• Extract to read
————

Successfully downloaded cifar-10-python.tar.gz 170498071 bytes.
Generating ./data/train/train.tfrecords
Generating ./data/validation/validation.tfrecords
Generating ./data/eval/eval.tfrecords
Done!


Next, we upload the data to Amazon S3:

In [10]:
from sagemaker.s3 import S3Uploader

bucket = sagemaker_session.default_bucket()
dataset_uri = S3Uploader.upload('data', 's3://{}/tf-cifar10-example/data'.format(bucket))

display(dataset_uri)

's3://sagemaker-ap-southeast-2-987959606453/tf-cifar10-example/data'

## Train the model

In this tutorial, we train a deep CNN to learn a classification task with the CIFAR-10 dataset. We compare three different training jobs: a baseline training job, training with Pipe Mode, and distributed training with Horovod.

### Run a baseline training job on SageMaker

The SageMaker Python SDK's `sagemaker.tensorflow.TensorFlow` estimator class makes it easy for us to interact with SageMaker. We create one for each of the different training jobs we run in this example. A couple parameters worth noting:

* `entry_point`: our training script (adapted from [this Keras example](https://github.com/keras-team/keras/blob/master/examples/cifar10_cnn.py)).
* `train_instance_count`: the number of training instances. Here, we set it to 1 for our baseline training job.

As we run each of our training jobs, we change different parameters to configure our different training jobs.

For more details about the TensorFlow estimator class, see the [API documentation](https://sagemaker.readthedocs.io/en/stable/sagemaker.tensorflow.html).

————

Natural-language object grounding data:
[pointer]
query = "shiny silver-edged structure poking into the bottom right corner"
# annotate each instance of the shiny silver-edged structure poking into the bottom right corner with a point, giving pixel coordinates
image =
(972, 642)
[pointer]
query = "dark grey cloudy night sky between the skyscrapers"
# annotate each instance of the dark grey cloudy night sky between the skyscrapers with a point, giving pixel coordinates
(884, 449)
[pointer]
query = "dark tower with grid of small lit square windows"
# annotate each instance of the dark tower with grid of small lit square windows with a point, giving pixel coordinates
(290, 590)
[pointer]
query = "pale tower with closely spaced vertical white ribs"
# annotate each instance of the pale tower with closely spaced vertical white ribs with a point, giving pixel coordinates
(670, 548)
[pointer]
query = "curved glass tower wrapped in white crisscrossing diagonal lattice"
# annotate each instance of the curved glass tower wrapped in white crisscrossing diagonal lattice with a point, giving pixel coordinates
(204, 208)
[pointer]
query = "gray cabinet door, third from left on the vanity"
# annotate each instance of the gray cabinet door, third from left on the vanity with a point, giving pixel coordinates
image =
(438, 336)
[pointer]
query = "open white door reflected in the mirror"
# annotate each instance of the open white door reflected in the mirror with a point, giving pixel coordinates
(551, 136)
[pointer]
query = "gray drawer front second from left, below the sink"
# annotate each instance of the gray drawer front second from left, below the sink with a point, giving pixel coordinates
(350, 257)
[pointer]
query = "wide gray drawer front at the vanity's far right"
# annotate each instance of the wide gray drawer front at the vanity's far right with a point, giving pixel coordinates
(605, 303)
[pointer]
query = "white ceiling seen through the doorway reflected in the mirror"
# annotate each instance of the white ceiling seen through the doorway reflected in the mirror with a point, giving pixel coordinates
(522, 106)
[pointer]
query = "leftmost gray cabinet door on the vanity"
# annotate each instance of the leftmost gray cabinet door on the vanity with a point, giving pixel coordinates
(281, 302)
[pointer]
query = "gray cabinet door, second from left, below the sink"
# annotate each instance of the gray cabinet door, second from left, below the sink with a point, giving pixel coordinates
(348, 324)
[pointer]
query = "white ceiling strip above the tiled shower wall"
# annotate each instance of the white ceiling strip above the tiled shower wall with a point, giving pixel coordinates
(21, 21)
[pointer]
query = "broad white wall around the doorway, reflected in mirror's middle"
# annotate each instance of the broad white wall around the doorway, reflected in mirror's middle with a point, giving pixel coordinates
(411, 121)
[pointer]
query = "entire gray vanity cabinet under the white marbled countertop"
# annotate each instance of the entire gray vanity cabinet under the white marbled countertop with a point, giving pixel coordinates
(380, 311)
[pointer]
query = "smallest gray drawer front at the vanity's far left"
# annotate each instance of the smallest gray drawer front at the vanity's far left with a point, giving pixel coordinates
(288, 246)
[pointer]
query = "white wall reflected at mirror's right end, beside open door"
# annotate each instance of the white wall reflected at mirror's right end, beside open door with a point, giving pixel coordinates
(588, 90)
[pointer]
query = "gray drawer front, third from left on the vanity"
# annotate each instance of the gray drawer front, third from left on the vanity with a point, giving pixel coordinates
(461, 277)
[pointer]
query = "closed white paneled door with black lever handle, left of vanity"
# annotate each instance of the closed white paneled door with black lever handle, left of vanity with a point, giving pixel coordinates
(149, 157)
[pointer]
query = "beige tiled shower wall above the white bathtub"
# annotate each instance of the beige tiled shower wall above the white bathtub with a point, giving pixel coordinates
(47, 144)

————

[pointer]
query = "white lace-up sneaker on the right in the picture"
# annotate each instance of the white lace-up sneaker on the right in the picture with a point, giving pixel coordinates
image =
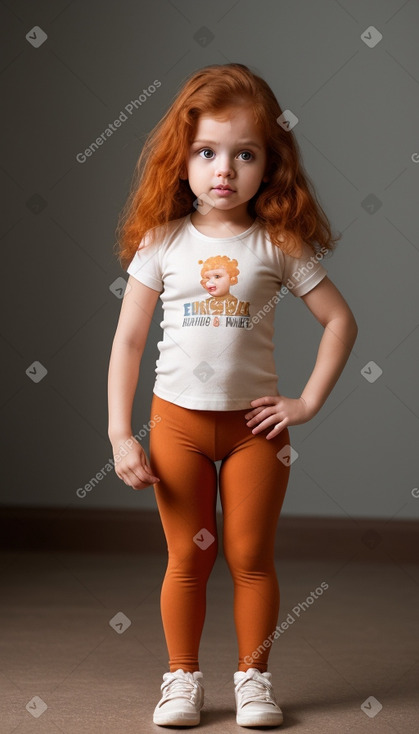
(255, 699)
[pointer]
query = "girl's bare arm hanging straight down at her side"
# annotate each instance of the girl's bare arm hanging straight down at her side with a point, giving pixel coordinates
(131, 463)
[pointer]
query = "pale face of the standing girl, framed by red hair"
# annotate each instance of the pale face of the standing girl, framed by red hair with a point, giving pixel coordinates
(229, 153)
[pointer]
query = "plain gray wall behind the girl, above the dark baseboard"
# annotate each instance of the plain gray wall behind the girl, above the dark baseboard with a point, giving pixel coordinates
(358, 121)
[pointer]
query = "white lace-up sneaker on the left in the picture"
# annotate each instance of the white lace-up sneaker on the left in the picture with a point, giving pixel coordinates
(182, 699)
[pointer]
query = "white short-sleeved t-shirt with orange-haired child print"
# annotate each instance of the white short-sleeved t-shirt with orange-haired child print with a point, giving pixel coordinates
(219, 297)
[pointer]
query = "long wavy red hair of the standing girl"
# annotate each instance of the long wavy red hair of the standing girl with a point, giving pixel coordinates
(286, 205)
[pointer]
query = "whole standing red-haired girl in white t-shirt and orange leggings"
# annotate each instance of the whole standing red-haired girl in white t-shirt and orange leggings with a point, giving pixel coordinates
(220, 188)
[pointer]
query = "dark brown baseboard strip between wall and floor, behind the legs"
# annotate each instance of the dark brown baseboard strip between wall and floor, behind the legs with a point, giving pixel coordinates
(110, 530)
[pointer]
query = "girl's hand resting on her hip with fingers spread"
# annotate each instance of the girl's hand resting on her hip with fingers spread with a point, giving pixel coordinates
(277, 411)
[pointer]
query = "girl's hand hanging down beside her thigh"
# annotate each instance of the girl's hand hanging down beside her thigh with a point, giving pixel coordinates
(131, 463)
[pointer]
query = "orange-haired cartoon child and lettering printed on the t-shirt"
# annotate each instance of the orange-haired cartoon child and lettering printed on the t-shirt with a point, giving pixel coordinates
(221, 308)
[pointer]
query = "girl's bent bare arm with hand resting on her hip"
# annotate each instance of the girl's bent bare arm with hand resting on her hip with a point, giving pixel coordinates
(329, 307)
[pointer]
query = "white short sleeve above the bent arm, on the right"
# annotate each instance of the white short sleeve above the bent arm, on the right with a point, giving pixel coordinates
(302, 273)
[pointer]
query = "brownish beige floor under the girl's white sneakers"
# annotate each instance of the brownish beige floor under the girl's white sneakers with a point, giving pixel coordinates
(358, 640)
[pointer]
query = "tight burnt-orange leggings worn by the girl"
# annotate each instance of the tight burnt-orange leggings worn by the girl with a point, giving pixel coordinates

————

• Work task 1
Which three training jobs does the SageMaker tutorial compare?
• Work task 2
Return the part of the SageMaker tutorial starting with "The SageMaker Python" and going on through "baseline training job.".
• Work task 3
Translate this sentence from the SageMaker tutorial into French: "As we run each of our training jobs, we change different parameters to configure our different training jobs."
The rows are separate from the SageMaker tutorial and stand on their own.

• Expected output 1
A baseline training job, training with Pipe Mode, and distributed training with Horovod.

• Expected output 2
The SageMaker Python SDK's `sagemaker.tensorflow.TensorFlow` estimator class makes it easy for us to interact with SageMaker. We create one for each of the different training jobs we run in this example. A couple parameters worth noting:

* `entry_point`: our training script (adapted from [this Keras example](https://github.com/keras-team/keras/blob/master/examples/cifar10_cnn.py)).
* `train_instance_count`: the number of training instances. Here, we set it to 1 for our baseline training job.

• Expected output 3
À mesure que nous exécutons chacune de nos tâches d'entraînement, nous modifions différents paramètres pour configurer nos différentes tâches d'entraînement.